+++ Text passage +++
# Surprise



## febail (Sep 28, 2011)

We bought "Surprise", a 1977 Catalina 27 to have a place to decompress, enjoy the wind, and brush up on our sailing skills.

We got an out of water survey and she's sound. With any 34 year old boat, she'll need constant care.

So wish us luck...


----------



## Mark1948 (Jun 19, 2007)

Best wishes. Hopefully you have crawled through and searched every nook and cranny. Not so much to look for flaws, but to become part of your boat and develope a good relationship.


----------



## MARC2012 (Mar 17, 2008)

Good luck,& happy sailing.marc


----------



## febail (Sep 28, 2011)

Thanks for the a advice, we are becoming one with the boat quickly for she is small...


----------



## Donna_F (Nov 7, 2005)

Congratulations! 

Consider joining the owners association and/or a local fleet. Lots of support to be had.


----------



## Andyman (Jul 20, 2007)

febail said:


> Thanks for the a advice, we are becoming one with the boat quickly for she is small...


She may be small but she will bring you huge sailing adventures! Congrats!


----------



## rbrasi (Mar 21, 2011)

febail said:


> We bought "Surprise", a 1977 Catalina 27 to have a place to decompress, enjoy the wind, and brush up on our sailing skills.
> 
> We got an out of water survey and she's sound. With any 34 year old boat, she'll need constant care.
> 
> So wish us luck...


Welcome, neighbor! Perhaps we will cross paths.


----------



## febail (Sep 28, 2011)

@rabrasi I'll keep my eye for Sandpiper II. For now I'm at Dolphin Marina, but that may soon change...


----------
+++
» **Task to complete**
Please reproduce the part of the thread about the Catalina 27 that runs from "## Mark1948 (Jun" down to "a good relationship.", with no changes. The records below the thread aren't needed for anything here.
+++ Entries +++
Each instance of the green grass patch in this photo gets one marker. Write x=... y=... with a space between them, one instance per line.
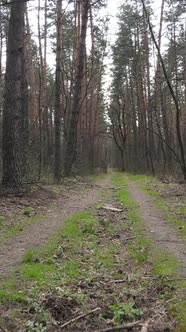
x=139 y=178
x=143 y=250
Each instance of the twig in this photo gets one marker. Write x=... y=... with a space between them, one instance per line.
x=130 y=238
x=145 y=327
x=119 y=281
x=122 y=327
x=80 y=317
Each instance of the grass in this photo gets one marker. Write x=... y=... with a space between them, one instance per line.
x=163 y=264
x=172 y=209
x=9 y=231
x=82 y=253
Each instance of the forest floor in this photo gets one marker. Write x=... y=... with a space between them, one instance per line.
x=100 y=254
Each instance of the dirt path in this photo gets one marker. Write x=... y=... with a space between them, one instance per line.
x=37 y=234
x=158 y=229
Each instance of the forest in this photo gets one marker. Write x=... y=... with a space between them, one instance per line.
x=71 y=116
x=92 y=165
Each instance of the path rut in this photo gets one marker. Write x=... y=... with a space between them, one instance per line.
x=37 y=234
x=158 y=229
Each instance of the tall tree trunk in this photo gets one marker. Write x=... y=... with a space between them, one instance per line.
x=12 y=157
x=76 y=105
x=58 y=101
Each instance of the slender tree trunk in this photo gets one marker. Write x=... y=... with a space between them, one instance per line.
x=12 y=156
x=76 y=105
x=58 y=101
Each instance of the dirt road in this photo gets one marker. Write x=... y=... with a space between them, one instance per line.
x=157 y=228
x=37 y=234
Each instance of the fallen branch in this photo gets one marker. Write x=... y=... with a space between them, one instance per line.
x=145 y=327
x=79 y=317
x=111 y=208
x=122 y=327
x=130 y=238
x=119 y=281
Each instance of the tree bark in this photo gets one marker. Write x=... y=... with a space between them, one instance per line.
x=12 y=157
x=58 y=101
x=76 y=104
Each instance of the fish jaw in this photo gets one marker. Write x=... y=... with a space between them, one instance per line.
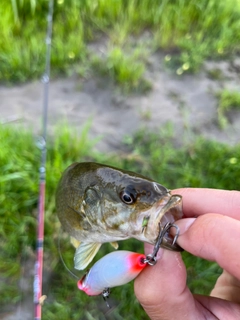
x=167 y=210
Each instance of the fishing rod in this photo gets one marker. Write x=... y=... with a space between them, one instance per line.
x=38 y=298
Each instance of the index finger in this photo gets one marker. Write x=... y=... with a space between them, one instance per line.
x=198 y=201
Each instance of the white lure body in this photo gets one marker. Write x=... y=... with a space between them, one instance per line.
x=114 y=269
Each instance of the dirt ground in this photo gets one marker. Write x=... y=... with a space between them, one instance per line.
x=188 y=101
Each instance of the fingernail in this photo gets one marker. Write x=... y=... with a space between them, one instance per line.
x=185 y=224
+++
» **Full output**
## Mark1948 (Jun 19, 2007)

Best wishes. Hopefully you have crawled through and searched every nook and cranny. Not so much to look for flaws, but to become part of your boat and develope a good relationship.